ACTIVITY =
Every entry needs to appear again exactly as written below.

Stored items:
=======

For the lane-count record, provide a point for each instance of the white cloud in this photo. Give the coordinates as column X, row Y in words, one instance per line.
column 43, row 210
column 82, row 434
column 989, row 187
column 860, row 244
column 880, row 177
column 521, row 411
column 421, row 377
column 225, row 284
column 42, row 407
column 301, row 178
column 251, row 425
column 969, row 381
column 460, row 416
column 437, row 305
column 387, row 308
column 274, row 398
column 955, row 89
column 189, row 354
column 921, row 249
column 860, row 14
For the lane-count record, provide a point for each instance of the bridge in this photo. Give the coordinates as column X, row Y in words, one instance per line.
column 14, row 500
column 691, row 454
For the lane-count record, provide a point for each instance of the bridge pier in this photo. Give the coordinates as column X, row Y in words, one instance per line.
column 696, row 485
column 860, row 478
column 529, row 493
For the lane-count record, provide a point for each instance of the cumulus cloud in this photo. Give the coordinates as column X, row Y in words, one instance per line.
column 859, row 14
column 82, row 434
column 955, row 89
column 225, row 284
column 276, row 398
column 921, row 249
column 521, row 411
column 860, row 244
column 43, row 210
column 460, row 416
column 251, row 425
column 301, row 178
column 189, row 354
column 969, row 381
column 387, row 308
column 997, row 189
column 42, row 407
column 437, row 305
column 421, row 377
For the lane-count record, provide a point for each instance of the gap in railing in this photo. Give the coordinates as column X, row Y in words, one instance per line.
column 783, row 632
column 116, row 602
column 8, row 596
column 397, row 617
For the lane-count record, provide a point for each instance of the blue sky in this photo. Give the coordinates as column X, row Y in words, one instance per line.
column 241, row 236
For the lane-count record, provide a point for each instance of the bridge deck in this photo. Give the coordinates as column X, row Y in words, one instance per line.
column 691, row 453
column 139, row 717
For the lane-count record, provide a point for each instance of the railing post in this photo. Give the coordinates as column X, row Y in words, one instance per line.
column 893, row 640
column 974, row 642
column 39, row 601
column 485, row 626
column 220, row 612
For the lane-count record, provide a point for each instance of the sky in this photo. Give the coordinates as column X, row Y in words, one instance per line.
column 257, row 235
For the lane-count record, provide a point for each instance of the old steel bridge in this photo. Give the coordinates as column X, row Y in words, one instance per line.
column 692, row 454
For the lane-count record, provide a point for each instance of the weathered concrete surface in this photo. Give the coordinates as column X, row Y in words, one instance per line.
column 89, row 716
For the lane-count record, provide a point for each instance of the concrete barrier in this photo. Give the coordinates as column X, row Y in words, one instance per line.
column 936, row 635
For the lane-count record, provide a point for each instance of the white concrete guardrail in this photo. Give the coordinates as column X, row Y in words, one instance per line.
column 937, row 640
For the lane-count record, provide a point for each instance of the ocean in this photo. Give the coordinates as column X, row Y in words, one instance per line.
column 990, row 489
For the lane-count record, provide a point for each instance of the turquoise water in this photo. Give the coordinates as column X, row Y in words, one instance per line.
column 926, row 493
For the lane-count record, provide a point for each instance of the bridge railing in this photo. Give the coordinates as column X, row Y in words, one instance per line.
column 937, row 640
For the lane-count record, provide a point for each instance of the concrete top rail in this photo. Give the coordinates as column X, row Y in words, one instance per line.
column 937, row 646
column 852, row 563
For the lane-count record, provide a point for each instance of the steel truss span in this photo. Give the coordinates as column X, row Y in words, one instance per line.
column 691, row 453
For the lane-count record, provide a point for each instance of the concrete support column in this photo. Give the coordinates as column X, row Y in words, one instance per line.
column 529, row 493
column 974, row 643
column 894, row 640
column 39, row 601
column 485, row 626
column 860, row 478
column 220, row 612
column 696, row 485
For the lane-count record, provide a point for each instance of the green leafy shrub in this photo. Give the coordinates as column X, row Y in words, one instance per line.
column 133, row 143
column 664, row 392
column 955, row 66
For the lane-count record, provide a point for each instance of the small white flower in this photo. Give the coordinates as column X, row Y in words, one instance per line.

=======

ANSWER TO THIS TASK =
For the lane-count record, provide a point for each instance of the white cloud in this photo. Give the coordinates as column X, row Y in words, one instance per line.
column 43, row 210
column 82, row 434
column 989, row 187
column 860, row 244
column 880, row 177
column 521, row 411
column 421, row 377
column 225, row 284
column 42, row 407
column 301, row 178
column 251, row 425
column 969, row 381
column 460, row 416
column 437, row 305
column 387, row 308
column 274, row 398
column 955, row 89
column 189, row 354
column 921, row 249
column 860, row 14
For the lane-count record, provide a point for each instance of the bridge in this photo. Give the coordinates as column X, row Y in words, one instance per line.
column 14, row 500
column 691, row 454
For the lane-count record, provide a point for each instance of the bridge pier in this photo. Give the coordinates as column X, row Y in words, one instance per line.
column 696, row 485
column 860, row 478
column 529, row 493
For the lane-count record, provide a point for each instance of the cumulus cloud in this photo. Give the coordinates as column X, row Y in words, one instance per line.
column 859, row 14
column 82, row 434
column 955, row 89
column 225, row 284
column 276, row 398
column 921, row 249
column 521, row 411
column 860, row 244
column 43, row 210
column 460, row 416
column 251, row 425
column 301, row 178
column 189, row 354
column 969, row 381
column 387, row 308
column 997, row 189
column 42, row 407
column 437, row 305
column 421, row 377
For the lane-count record, provide a point for each instance of the gap in railing in this photo. Give the coordinates as column X, row Y in words, one instance per line.
column 783, row 632
column 116, row 602
column 8, row 596
column 397, row 617
For the lane-count record, provide a point for each instance of the blue sky in this photo. Give the coordinates as column X, row Y in words, one instance per line.
column 241, row 236
For the lane-count record, provide a point for each instance of the bridge deck in this photo. Give the coordinates as column X, row Y in words, one instance per line.
column 691, row 453
column 139, row 717
For the lane-count record, provide a point for each instance of the railing post in this photo. Give the coordinates as column X, row Y in words, one instance per line.
column 893, row 640
column 974, row 642
column 39, row 601
column 485, row 626
column 220, row 612
For the lane-count record, provide a point for each instance of the sky in this photo. Give the coordinates as column X, row Y in words, one instance per line.
column 257, row 235
For the lane-count record, provide a point for each instance of the old steel bridge in this photo. Give the coordinates as column X, row Y in words, one instance per line.
column 692, row 454
For the lane-count record, provide a point for each instance of the weathered concrete surface in this photo. Give the coordinates as column X, row Y in words, one instance per line.
column 89, row 716
For the lane-count record, provide a point for each instance of the concrete barrier in this photo. Give the coordinates as column X, row Y in words, one instance per line.
column 936, row 635
For the lane-count record, provide a point for each instance of the white concrete guardrail in this photo. Give the coordinates as column X, row Y in words, one instance per line.
column 937, row 640
For the lane-count record, provide a point for each instance of the ocean in this photo. Give the coordinates as column X, row Y in words, one instance per line.
column 990, row 489
For the lane-count record, provide a point for each instance of the turquoise water in this photo. Give the coordinates as column X, row Y in words, one instance per line.
column 926, row 493
For the lane-count record, provide a point for each instance of the bridge railing in this photo. Give the coordinates as column X, row Y in words, one instance per line.
column 937, row 640
For the lane-count record, provide a point for each instance of the concrete top rail in this photo. Give the coordinates as column X, row Y in words, one instance per line.
column 937, row 646
column 852, row 563
For the lane-count record, provide a point for each instance of the steel truss span in this photo. Give the coordinates as column X, row Y in words, one instance per line.
column 691, row 453
For the lane-count record, provide a point for each instance of the concrete support column in this photo. Give the coordinates as column X, row Y in words, one instance per line.
column 529, row 493
column 974, row 643
column 894, row 640
column 39, row 601
column 485, row 626
column 860, row 478
column 220, row 612
column 696, row 485
For the lane-count record, provide a point for each instance of the green leafy shrub in this photo. Give the coordinates as column X, row Y in words, one instance per line.
column 133, row 143
column 664, row 392
column 955, row 66
For the lane-count record, provide a point for each instance of the small white flower in this photo. Give the coordinates as column X, row Y in words, one instance per line.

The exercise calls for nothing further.